** start of MATERIAL PROVIDED **

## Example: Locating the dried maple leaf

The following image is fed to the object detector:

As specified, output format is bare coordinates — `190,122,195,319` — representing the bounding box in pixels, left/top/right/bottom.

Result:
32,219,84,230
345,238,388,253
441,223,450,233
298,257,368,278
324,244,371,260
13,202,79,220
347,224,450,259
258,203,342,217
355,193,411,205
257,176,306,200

** end of MATERIAL PROVIDED **

Duplicate the rows above line for line, changing nothing.

→ **WRITTEN ANSWER**
## Example: Locating the dried maple leaf

The following image is fed to the object detector:

As specified, output format is bare coordinates — `190,122,195,319` — representing the bounding box in pixels, left/top/right/bottom.

Result:
32,219,84,230
345,238,388,253
441,223,450,233
298,257,368,278
324,244,371,260
13,202,79,220
347,224,450,259
258,203,342,217
355,193,411,205
257,176,306,200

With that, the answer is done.